Pointing entries for named objects
※ ※ ※

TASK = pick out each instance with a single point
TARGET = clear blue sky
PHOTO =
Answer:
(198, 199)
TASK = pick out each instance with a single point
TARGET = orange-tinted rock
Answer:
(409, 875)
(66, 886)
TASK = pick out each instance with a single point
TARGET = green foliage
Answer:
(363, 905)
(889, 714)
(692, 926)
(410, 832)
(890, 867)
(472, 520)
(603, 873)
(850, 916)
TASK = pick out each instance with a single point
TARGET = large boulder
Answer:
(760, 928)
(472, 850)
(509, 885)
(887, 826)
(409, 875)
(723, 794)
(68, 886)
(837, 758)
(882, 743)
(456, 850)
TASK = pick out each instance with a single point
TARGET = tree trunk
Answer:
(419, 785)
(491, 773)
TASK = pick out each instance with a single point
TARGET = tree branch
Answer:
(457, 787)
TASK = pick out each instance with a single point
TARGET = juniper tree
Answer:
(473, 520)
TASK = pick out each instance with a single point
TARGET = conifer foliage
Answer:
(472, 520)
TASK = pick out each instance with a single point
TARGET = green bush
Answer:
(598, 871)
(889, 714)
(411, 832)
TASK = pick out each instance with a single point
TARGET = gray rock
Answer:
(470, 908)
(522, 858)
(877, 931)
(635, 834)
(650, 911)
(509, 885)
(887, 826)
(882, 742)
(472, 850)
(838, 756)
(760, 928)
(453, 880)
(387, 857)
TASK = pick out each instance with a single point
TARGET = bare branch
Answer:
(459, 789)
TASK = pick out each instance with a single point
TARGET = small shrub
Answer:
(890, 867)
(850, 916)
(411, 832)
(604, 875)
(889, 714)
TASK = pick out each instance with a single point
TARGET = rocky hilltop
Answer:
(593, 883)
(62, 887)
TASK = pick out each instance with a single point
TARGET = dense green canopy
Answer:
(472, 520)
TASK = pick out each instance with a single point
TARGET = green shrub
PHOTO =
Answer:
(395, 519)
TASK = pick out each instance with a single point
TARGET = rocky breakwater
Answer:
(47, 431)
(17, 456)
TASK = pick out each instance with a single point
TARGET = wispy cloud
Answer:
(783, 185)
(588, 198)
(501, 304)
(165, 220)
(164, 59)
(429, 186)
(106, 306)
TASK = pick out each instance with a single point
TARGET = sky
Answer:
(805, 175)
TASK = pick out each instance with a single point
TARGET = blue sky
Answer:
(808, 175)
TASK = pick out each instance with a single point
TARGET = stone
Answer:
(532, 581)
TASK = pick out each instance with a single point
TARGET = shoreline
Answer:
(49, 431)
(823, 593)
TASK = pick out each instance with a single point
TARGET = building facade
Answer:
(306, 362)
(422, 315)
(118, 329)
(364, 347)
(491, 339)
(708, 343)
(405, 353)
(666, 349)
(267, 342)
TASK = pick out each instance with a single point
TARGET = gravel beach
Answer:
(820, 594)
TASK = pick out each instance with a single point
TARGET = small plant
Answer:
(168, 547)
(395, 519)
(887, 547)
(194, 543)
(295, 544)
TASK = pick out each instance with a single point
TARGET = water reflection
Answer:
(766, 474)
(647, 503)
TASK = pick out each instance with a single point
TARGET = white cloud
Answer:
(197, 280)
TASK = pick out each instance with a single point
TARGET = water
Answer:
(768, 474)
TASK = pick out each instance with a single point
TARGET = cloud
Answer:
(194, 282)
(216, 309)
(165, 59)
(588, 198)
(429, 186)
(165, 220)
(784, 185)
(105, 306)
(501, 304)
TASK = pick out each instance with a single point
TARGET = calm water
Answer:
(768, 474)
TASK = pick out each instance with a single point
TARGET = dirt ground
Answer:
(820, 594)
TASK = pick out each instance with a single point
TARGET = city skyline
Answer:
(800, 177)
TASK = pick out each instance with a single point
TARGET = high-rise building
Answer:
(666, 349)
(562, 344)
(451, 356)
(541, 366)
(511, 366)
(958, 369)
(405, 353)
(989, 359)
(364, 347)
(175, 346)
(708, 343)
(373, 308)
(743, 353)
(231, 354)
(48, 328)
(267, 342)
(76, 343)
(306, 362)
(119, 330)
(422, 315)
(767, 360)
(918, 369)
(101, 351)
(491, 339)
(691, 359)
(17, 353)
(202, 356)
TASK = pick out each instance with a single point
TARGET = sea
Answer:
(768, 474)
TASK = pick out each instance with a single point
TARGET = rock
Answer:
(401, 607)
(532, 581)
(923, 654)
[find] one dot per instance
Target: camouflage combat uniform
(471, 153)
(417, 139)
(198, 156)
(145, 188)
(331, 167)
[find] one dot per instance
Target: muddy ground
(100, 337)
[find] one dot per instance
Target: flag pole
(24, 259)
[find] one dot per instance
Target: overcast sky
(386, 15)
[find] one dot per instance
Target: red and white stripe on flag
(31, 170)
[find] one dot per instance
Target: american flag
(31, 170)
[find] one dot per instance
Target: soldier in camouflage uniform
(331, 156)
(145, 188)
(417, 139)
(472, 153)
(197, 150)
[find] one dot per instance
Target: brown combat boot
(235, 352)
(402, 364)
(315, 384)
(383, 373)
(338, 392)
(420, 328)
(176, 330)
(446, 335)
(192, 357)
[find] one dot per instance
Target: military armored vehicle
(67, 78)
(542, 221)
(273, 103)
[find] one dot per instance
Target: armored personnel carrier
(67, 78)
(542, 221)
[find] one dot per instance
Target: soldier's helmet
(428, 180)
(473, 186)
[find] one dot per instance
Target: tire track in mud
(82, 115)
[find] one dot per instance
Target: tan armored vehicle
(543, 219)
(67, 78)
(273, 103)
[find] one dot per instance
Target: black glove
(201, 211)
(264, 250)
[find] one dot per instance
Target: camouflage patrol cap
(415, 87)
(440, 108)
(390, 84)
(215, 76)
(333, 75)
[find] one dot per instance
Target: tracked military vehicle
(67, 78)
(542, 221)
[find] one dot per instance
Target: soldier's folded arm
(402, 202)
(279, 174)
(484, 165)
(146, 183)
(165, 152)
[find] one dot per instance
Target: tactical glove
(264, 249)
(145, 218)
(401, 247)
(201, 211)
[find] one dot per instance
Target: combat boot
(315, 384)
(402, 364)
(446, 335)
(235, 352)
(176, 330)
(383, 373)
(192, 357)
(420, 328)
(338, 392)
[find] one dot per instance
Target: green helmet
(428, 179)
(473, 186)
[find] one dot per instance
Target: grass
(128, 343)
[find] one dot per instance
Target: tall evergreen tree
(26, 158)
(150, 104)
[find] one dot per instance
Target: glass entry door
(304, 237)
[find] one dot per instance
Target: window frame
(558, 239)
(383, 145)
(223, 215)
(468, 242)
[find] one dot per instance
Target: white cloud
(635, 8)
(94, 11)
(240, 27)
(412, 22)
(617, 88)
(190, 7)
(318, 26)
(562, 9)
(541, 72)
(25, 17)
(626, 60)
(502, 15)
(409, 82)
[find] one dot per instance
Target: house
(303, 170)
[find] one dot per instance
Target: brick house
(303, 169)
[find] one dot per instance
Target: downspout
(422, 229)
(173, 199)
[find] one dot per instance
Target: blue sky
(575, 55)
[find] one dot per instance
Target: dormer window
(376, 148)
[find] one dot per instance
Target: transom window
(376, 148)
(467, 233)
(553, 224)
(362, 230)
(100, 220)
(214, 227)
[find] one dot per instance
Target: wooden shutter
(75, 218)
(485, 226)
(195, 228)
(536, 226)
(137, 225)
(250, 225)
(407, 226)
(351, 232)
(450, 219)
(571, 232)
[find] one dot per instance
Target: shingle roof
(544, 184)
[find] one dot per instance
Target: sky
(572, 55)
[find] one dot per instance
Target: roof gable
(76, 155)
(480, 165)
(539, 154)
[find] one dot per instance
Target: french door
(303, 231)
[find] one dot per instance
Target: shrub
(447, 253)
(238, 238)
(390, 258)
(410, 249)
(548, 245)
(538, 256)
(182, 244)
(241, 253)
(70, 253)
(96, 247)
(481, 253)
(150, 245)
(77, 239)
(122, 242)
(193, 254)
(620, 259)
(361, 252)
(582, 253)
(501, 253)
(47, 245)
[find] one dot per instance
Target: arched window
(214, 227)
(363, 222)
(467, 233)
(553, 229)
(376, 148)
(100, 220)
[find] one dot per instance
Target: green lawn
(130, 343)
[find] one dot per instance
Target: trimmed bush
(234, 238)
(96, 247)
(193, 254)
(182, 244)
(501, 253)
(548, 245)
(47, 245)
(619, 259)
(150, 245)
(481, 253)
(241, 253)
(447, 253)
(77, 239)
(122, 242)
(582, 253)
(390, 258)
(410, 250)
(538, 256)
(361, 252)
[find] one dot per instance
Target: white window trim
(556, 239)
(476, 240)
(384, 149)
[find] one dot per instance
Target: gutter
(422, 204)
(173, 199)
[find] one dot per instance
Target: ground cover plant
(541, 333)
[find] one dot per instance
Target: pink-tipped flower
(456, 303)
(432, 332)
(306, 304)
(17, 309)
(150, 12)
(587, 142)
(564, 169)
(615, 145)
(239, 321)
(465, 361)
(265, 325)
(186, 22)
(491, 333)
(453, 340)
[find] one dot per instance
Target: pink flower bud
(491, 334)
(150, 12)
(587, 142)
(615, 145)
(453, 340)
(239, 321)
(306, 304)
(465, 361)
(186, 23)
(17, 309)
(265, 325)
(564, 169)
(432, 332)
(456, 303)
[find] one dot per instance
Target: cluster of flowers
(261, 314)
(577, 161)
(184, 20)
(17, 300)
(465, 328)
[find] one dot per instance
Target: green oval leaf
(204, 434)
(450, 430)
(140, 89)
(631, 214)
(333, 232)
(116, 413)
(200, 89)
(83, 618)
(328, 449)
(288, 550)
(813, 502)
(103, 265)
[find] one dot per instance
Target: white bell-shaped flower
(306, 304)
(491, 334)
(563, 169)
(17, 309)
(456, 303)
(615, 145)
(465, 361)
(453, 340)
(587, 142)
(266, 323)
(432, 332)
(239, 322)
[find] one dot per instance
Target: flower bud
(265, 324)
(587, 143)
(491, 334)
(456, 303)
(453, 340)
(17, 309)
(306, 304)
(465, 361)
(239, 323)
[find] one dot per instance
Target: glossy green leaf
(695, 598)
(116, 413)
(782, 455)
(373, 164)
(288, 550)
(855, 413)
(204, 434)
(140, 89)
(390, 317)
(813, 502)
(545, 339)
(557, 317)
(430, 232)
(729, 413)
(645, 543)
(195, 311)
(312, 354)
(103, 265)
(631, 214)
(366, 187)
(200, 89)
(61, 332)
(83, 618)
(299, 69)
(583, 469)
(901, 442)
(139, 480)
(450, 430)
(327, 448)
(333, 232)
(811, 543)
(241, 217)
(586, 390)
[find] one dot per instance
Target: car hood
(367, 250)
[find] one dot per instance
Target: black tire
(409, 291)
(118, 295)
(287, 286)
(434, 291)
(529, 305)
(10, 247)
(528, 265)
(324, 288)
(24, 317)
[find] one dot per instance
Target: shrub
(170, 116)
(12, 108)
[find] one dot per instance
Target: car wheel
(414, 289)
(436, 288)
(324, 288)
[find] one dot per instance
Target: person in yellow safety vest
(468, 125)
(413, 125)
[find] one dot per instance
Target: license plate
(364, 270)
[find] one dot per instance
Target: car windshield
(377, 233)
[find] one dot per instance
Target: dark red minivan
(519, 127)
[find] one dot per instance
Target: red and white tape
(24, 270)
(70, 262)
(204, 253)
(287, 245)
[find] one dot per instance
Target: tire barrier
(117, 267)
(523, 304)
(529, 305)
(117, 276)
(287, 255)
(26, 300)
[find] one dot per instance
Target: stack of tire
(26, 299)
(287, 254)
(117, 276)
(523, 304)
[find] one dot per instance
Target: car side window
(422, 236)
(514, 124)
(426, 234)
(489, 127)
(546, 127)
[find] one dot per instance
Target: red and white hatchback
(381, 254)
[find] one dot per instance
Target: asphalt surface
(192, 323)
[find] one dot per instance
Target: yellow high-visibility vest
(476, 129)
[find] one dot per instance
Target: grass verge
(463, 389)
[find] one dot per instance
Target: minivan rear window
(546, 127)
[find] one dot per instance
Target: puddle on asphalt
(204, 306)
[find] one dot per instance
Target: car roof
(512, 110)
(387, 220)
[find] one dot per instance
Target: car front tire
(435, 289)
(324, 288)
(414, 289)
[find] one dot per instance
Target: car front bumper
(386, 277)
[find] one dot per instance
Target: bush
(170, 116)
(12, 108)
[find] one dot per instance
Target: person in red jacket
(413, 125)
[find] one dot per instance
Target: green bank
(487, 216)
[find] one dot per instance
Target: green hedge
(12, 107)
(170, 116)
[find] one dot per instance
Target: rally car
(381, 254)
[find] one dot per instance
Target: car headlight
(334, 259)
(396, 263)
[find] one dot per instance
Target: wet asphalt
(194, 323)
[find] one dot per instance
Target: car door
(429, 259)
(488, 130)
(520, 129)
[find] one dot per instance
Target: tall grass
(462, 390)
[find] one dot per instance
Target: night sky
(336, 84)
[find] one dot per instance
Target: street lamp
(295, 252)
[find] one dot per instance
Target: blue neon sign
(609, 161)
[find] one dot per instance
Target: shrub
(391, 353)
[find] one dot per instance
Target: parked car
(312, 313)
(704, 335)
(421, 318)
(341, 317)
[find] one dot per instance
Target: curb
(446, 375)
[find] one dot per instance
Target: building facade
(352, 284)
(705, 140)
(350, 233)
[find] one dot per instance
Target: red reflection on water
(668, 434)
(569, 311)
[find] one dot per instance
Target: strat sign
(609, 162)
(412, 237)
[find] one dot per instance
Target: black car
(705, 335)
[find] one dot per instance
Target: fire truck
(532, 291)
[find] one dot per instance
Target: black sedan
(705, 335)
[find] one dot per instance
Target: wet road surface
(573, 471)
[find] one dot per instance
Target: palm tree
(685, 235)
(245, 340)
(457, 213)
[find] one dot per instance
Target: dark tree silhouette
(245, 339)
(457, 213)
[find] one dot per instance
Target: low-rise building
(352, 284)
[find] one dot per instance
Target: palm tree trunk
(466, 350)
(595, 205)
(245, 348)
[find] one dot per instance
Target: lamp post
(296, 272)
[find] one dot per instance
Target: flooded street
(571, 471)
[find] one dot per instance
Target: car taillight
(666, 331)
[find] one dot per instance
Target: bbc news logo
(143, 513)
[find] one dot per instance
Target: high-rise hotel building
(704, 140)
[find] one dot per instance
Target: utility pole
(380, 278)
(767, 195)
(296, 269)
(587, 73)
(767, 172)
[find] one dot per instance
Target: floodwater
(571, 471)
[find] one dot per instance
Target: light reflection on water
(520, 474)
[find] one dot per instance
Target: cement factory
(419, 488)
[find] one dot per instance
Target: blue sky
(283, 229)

※ ※ ※

**What the task asks**
Report each line of the material above that contains the string "high", copying every such line in full.

**Complete output**
TARGET = high-rise building
Target: yellow high-visibility vest
Target: high-rise hotel building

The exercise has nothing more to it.